### EXERCISE DESCRIPTION
In the entries that follow, the first line to write out is the one containing "Place a point on each instance of the green tree, one", and the last is the one containing "Place a point on each instance of the mudflat, one". Reproduce that stretch exactly, with nothing before or after it.

### GIVEN DATA
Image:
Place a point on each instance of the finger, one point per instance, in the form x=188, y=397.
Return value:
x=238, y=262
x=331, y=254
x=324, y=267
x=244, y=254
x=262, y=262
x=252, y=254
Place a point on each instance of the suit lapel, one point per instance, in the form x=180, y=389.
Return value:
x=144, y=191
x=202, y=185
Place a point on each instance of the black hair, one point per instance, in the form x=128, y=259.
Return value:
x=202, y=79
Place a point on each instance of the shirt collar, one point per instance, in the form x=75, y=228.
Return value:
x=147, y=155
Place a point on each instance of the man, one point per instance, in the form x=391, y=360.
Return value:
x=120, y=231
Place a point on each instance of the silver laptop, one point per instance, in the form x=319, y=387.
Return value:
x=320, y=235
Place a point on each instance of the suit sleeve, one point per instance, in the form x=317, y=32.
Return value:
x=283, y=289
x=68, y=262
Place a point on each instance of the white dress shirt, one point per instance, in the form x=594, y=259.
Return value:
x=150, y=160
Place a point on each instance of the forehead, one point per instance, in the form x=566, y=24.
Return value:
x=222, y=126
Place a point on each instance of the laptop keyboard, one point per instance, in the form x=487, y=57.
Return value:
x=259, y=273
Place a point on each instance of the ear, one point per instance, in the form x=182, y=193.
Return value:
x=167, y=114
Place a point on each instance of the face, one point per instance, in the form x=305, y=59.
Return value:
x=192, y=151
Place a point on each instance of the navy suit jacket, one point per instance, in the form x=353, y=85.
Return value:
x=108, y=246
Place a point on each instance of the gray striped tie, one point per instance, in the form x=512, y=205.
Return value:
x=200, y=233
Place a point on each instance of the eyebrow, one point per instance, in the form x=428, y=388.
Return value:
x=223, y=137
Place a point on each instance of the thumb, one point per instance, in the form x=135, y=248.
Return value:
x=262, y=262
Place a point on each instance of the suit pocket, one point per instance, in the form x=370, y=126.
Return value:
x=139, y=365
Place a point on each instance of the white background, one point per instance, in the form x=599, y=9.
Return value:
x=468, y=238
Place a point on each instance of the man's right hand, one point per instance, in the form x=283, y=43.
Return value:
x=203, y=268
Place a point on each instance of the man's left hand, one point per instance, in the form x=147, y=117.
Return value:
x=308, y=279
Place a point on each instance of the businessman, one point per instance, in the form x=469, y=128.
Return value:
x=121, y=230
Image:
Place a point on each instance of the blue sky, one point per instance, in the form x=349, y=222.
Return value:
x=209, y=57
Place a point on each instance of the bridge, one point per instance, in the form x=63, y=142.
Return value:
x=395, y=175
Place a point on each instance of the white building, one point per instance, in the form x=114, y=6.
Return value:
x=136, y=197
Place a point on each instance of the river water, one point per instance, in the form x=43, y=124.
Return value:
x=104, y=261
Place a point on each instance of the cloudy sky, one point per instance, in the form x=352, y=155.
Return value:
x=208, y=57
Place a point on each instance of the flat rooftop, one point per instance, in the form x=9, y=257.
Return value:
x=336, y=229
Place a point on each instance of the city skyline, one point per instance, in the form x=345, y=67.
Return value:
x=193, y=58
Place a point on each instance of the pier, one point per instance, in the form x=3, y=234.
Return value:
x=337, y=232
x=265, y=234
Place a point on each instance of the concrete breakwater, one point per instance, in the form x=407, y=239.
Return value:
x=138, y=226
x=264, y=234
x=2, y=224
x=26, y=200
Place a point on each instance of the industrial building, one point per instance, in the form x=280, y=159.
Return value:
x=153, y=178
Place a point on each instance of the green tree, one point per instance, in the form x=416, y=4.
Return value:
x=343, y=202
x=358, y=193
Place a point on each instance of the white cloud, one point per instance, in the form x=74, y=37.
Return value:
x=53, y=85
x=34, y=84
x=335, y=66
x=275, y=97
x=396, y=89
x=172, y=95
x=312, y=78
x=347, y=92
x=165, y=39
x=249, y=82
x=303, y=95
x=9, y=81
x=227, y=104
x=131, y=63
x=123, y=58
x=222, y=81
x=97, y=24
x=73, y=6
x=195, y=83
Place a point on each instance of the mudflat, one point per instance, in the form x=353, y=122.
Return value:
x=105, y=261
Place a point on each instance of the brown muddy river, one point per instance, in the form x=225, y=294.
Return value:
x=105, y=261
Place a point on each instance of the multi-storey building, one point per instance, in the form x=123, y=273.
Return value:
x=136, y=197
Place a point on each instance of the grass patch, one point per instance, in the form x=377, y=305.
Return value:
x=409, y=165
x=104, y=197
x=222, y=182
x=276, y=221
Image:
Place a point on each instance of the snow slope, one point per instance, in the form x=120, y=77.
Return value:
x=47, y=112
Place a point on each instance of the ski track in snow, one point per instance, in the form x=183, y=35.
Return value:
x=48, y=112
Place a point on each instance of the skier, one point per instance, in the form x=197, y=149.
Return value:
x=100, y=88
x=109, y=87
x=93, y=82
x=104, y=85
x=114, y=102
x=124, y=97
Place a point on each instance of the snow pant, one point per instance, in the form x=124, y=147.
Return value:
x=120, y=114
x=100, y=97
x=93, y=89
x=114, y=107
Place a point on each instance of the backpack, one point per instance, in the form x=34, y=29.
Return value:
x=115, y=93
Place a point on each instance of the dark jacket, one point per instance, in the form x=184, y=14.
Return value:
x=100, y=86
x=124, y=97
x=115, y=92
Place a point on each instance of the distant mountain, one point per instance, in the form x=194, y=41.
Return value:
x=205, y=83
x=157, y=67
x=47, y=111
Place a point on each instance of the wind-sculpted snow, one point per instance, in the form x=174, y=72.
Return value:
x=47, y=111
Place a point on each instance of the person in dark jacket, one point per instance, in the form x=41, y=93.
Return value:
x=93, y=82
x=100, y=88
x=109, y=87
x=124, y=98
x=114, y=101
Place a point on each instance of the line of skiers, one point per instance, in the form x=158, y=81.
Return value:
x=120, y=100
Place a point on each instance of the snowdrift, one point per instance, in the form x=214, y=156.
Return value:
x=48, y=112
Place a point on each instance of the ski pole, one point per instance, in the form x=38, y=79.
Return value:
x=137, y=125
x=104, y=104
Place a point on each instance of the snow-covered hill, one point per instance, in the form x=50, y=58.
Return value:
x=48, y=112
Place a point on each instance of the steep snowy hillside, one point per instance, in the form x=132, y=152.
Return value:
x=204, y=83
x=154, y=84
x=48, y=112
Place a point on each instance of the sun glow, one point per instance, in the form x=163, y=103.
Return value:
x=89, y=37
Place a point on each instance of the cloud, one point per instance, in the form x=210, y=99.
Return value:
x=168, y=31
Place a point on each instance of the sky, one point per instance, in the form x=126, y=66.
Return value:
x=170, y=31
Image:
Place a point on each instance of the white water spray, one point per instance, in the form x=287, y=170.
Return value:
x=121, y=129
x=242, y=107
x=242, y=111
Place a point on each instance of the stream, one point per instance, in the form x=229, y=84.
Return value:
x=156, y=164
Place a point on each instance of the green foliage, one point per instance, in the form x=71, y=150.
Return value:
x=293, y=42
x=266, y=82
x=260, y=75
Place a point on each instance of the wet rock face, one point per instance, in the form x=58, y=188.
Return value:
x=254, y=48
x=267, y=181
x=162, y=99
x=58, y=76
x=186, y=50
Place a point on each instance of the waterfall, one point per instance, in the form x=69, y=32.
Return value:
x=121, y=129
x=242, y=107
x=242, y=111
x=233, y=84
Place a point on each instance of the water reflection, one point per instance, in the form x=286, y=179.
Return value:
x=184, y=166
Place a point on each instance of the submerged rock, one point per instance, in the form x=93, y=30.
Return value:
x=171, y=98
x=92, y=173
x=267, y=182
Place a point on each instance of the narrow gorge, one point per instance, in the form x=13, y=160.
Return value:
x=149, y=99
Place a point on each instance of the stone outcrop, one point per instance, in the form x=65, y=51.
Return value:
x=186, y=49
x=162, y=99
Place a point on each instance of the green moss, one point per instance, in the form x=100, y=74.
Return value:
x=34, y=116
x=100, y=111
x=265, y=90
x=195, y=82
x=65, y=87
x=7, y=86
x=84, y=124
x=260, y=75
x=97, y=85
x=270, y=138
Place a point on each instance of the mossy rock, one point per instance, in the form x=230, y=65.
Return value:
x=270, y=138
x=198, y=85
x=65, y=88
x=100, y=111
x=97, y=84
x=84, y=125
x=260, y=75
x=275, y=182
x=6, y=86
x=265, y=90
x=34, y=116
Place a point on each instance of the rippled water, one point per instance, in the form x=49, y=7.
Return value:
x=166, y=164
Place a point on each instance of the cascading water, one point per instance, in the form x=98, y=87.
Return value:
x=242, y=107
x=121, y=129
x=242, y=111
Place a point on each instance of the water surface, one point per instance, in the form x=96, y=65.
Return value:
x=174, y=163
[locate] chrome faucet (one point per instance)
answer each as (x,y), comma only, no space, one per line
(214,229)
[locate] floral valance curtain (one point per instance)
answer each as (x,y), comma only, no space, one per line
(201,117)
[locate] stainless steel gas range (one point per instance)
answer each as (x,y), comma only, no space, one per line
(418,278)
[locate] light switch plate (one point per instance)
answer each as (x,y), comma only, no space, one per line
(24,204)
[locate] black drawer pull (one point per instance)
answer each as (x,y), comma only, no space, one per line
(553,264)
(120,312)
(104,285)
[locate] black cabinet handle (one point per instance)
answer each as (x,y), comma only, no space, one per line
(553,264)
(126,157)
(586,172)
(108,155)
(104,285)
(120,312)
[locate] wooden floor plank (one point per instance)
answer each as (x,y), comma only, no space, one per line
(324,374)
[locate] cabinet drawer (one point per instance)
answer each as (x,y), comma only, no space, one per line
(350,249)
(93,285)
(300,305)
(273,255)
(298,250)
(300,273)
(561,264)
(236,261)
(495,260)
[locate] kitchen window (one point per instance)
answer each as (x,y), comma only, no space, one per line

### SOLUTION FOR THIS EXERCISE
Place a point on each instance of the green tree, one point per instance, in the form x=416, y=4.
Return value:
x=343, y=202
x=358, y=193
Place a point on each instance of the white cloud, one point per instance, in the form x=74, y=37.
Return value:
x=53, y=85
x=34, y=84
x=335, y=66
x=275, y=97
x=396, y=89
x=172, y=95
x=312, y=78
x=347, y=92
x=165, y=39
x=249, y=82
x=303, y=95
x=9, y=81
x=227, y=104
x=131, y=63
x=123, y=58
x=222, y=81
x=97, y=24
x=73, y=6
x=195, y=83
Place a point on each instance of the mudflat, one point per instance, in the form x=353, y=122.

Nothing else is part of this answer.